* **Problem to solve**
Records follow. Pull out every line that contains "hedge".

---*---

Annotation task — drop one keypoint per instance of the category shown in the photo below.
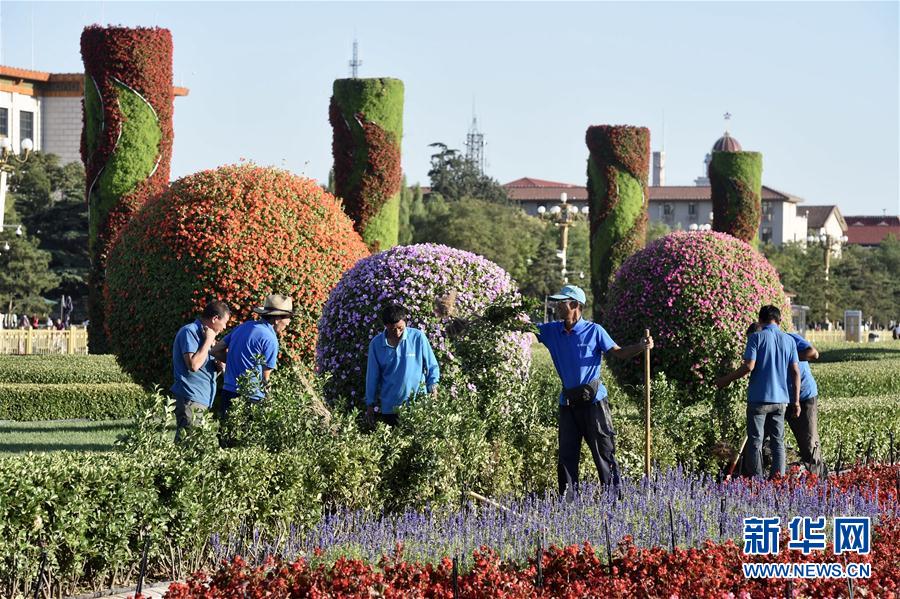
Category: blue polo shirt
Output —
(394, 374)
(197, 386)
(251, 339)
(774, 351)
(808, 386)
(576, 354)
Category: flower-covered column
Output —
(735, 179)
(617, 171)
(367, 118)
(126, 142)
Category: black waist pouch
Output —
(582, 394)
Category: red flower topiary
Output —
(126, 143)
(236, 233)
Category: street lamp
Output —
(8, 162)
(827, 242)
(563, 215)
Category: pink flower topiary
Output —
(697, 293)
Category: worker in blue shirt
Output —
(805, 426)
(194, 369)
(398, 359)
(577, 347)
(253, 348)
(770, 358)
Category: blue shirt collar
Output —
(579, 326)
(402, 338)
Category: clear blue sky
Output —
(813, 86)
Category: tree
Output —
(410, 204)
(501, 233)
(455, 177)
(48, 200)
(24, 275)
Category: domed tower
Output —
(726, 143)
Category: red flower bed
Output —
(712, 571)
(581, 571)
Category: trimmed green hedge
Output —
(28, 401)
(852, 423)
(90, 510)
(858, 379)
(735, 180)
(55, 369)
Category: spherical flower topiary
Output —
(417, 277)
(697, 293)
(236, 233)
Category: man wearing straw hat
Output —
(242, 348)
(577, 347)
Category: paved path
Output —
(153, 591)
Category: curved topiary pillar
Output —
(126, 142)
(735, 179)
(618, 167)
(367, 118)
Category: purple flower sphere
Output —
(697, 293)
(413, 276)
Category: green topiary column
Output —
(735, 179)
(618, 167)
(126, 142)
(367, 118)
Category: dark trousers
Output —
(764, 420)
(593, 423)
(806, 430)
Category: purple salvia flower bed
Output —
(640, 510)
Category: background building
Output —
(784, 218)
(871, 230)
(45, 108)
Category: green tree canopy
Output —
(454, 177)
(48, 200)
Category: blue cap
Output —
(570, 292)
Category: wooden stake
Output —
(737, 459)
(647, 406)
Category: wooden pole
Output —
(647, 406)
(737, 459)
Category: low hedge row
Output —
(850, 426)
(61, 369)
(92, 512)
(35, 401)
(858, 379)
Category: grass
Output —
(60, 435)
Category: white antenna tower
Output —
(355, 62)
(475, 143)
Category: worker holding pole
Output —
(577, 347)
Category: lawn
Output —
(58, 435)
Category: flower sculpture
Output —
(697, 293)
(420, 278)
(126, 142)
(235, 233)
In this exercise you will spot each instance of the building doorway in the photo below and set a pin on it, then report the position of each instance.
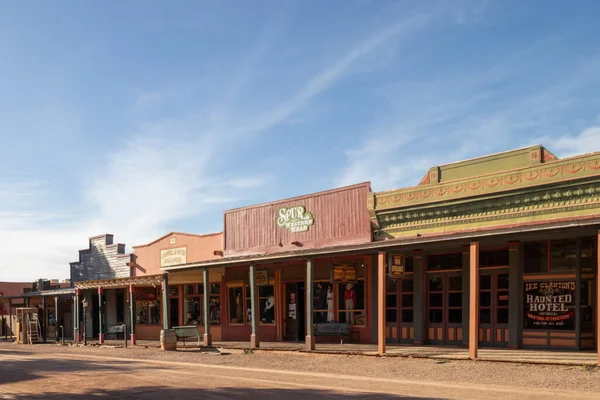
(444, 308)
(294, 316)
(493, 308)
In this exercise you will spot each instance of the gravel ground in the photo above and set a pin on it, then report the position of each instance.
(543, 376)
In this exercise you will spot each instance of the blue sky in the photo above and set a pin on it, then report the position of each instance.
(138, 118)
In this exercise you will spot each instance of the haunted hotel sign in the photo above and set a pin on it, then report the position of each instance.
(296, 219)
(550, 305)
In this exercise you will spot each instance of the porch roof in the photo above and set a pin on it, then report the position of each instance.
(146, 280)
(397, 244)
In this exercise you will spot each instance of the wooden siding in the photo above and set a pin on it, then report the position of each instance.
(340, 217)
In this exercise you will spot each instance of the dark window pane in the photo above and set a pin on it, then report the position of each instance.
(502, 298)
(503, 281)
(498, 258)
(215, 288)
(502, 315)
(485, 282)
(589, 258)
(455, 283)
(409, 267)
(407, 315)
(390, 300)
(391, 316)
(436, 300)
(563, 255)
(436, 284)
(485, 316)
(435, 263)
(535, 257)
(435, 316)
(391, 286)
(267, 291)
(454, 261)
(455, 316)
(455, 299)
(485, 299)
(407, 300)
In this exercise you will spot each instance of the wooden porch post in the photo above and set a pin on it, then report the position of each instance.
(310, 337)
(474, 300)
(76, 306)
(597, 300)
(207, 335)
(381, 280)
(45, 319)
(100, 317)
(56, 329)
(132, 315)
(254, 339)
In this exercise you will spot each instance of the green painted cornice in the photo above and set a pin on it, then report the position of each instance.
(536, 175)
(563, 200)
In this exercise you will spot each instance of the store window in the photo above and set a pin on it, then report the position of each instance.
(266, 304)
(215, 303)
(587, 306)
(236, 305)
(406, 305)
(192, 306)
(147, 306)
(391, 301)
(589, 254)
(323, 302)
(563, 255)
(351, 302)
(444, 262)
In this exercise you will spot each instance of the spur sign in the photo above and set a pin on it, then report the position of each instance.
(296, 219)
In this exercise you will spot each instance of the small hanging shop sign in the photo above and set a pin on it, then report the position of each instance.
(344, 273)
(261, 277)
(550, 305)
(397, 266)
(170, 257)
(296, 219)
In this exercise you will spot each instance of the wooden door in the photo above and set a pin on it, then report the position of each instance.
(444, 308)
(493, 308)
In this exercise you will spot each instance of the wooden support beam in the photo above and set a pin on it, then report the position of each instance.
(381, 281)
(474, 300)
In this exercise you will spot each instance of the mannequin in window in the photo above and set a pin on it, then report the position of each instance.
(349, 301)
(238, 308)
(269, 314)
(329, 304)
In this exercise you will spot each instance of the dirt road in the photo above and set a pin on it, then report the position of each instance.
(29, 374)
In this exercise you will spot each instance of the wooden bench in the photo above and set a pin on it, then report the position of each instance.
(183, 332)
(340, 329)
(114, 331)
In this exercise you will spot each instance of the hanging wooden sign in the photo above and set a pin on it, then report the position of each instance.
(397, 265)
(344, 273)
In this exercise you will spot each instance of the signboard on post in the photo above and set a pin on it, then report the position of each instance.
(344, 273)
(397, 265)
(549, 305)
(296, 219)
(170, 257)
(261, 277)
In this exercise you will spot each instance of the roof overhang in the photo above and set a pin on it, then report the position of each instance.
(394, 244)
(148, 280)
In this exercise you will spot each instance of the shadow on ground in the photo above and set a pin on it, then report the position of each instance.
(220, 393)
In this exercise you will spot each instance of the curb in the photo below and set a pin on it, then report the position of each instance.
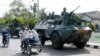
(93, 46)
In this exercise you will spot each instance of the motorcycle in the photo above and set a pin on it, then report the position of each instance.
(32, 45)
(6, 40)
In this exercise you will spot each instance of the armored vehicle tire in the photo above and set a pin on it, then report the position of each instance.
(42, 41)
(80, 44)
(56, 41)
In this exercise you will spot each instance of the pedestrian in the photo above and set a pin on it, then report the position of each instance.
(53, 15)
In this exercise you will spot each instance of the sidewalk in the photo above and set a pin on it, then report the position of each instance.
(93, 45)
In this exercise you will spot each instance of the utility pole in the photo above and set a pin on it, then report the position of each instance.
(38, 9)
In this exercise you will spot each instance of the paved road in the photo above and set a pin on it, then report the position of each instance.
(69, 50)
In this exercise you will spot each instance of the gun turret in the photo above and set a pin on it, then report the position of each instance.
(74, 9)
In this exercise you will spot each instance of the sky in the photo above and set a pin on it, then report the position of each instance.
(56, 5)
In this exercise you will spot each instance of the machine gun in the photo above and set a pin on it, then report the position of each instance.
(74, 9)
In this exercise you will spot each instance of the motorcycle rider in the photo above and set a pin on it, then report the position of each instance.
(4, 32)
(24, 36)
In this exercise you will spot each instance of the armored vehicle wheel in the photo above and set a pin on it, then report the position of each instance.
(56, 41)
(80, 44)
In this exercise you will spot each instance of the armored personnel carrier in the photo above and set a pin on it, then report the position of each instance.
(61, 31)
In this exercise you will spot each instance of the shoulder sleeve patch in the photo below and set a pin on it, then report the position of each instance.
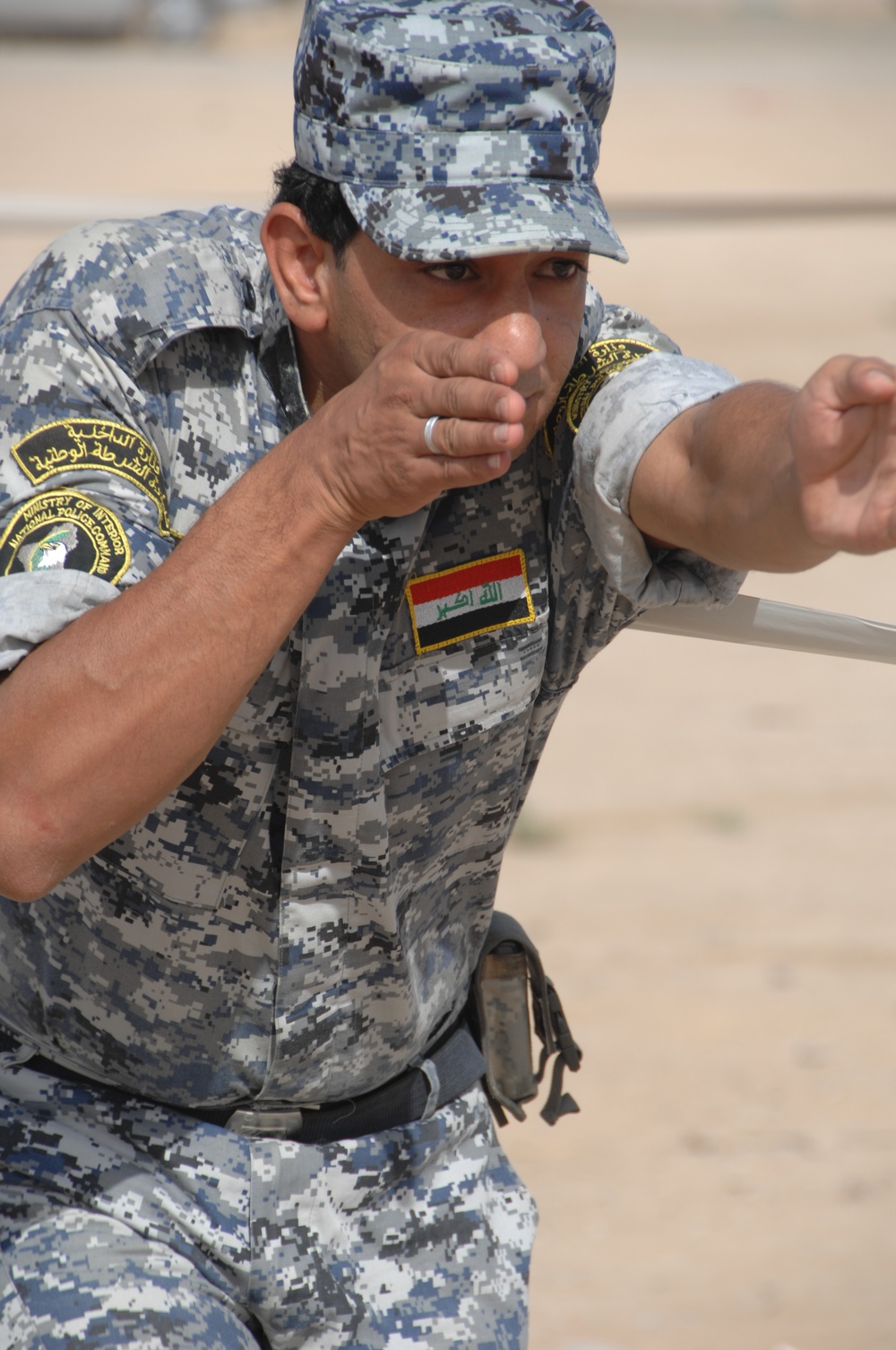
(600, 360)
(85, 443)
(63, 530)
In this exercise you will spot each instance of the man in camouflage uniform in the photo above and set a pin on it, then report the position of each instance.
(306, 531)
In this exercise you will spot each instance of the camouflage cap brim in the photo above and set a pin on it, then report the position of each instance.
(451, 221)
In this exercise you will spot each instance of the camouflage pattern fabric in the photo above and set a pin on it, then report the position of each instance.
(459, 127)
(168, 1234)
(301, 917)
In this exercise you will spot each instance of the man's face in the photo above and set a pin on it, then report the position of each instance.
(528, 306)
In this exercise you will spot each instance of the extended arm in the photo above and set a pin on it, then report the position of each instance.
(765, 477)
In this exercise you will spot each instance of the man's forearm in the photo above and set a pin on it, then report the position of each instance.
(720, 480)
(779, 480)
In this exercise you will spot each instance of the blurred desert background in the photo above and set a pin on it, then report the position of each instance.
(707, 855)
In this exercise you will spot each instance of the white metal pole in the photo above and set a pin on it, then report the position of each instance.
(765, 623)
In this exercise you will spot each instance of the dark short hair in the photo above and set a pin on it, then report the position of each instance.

---*---

* **Answer section**
Category: trimmed green hedge
Category: low hedge row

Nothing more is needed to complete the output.